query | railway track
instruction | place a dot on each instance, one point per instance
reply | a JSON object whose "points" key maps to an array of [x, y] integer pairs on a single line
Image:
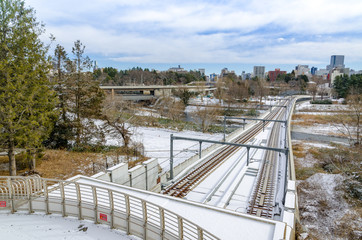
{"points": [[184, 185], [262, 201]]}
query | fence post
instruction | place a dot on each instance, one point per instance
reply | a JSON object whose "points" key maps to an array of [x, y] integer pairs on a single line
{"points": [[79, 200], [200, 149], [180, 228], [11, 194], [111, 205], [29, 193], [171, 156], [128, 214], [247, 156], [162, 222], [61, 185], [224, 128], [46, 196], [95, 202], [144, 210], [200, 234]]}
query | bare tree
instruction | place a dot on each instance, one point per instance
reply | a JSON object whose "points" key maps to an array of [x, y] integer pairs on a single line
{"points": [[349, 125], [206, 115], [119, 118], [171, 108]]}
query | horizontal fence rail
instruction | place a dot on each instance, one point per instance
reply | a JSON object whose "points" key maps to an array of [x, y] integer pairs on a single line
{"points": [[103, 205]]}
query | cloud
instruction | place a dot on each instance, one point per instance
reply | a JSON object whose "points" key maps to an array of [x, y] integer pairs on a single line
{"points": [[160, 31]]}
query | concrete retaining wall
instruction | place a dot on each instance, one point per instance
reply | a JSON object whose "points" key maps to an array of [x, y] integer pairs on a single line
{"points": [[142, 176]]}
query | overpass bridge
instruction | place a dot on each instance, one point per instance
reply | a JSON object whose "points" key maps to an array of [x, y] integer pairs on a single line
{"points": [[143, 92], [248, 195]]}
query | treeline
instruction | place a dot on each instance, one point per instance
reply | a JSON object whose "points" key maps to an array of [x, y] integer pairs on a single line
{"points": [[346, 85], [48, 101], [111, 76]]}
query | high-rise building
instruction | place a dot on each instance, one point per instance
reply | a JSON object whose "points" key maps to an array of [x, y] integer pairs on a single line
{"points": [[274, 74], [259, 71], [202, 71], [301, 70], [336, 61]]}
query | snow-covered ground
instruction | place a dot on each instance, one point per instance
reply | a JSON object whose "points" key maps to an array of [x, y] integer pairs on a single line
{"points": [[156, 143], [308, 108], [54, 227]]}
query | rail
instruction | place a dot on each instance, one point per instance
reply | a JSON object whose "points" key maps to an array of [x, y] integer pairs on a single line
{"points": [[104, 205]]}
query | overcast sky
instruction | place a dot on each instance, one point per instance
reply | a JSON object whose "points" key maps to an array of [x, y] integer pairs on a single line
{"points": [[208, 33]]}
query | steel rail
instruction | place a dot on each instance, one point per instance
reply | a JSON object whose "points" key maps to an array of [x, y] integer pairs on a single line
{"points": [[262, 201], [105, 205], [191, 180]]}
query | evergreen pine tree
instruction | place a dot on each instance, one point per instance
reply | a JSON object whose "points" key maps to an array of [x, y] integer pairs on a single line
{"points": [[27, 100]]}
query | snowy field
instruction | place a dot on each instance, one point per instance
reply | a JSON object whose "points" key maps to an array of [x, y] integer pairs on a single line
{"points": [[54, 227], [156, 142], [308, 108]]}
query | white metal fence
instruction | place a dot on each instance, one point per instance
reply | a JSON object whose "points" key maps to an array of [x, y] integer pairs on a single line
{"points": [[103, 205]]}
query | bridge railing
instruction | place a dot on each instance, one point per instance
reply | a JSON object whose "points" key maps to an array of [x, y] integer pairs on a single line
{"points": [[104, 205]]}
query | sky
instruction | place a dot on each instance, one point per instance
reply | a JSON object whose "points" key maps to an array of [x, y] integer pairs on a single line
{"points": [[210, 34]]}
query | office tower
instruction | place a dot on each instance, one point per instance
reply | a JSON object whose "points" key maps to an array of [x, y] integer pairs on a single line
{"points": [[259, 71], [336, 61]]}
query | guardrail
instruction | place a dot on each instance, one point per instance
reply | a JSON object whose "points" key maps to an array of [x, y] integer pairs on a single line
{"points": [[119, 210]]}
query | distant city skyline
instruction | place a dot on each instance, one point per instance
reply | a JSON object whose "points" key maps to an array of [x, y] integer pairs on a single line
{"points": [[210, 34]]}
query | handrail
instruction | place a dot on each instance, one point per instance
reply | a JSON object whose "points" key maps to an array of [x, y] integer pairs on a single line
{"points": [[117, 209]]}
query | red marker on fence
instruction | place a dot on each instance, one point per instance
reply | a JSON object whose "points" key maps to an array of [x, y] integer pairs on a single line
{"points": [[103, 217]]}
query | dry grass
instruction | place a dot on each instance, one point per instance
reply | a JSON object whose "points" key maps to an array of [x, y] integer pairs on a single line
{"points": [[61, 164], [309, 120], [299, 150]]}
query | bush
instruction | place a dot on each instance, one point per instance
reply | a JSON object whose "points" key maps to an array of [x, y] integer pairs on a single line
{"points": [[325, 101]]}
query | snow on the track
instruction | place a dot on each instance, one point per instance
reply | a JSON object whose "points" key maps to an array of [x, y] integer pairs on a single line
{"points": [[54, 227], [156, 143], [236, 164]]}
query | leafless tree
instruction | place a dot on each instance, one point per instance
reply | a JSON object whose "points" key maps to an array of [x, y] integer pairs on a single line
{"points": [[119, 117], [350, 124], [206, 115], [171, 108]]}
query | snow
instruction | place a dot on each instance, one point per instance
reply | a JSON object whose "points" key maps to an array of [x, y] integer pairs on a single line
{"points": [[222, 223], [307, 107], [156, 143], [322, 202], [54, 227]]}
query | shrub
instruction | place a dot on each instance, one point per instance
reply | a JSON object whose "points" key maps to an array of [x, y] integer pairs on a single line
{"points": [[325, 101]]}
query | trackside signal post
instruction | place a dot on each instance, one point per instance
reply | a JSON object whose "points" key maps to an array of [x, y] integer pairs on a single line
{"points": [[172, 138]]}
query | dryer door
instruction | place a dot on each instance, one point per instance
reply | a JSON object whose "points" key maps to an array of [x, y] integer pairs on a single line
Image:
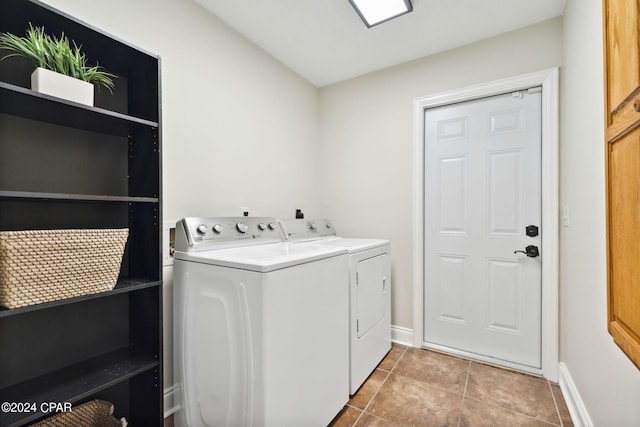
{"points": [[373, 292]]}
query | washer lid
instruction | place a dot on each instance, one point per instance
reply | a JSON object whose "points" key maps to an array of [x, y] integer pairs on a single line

========================

→ JOB: Copy exactly the lines from the line containing "query | red marker on fence" through the last line of the records above, both included, and leave out any pictures.

→ PROBLEM SOLUTION:
query | red marker on fence
instruction | place a dot on each instance, one point per instance
reply | a JSON object whose "points" key maps to an array of [x, y] integer pairs on a single line
{"points": [[103, 217]]}
query | dry grass
instruction | place a dot on each instance, one point per instance
reply | a JSON object whose "points" key maps to an array of [x, y] integer pairs on a single line
{"points": [[61, 164], [309, 120], [299, 150]]}
query | bush
instruction | place a dot on each instance, one point per instance
reply | a JSON object whose "points" key maps to an array of [x, y] integer pairs on a single line
{"points": [[325, 101]]}
query | snow on the track
instruction | place a dot on each instance, one point per instance
reply | a JSON object whose "points" key maps to an array of [x, y] integer pairs on a single line
{"points": [[54, 227], [156, 143], [236, 164]]}
query | leafless tree
instruction | place a dot on each instance, one point per instance
reply | a JSON object whose "points" key maps to an array of [x, y] integer pairs on a single line
{"points": [[119, 117], [350, 124], [206, 115], [171, 108]]}
query | snow
instruction | place a dot on each instance, one point per instance
reply | a JSON object whose "points" key maps to an array of [x, y] integer pairs on a single line
{"points": [[222, 223], [307, 107], [156, 143], [322, 202], [54, 227]]}
query | shrub
instruction | place a dot on each instance, one point per instance
reply | a JSON object whose "points" key maps to an array of [x, y] integer pairs on a single line
{"points": [[325, 101]]}
query | trackside signal post
instruction | place a dot on each instance, one point per instance
reply | a JSON object whose "points" key maps to an array of [x, y] integer pairs on a single line
{"points": [[172, 138]]}
query | dryer door
instruction | place a dot on each instance, one point per instance
reply | a JSON object whose "points" key maps to an array of [x, y] integer pairs on a single line
Image:
{"points": [[373, 292]]}
query | washer lid
instruction | place a dot on each instance, one point per instance
reply | a JSON object whose "points" key maps to an array of [x, y] integer pairs on a single line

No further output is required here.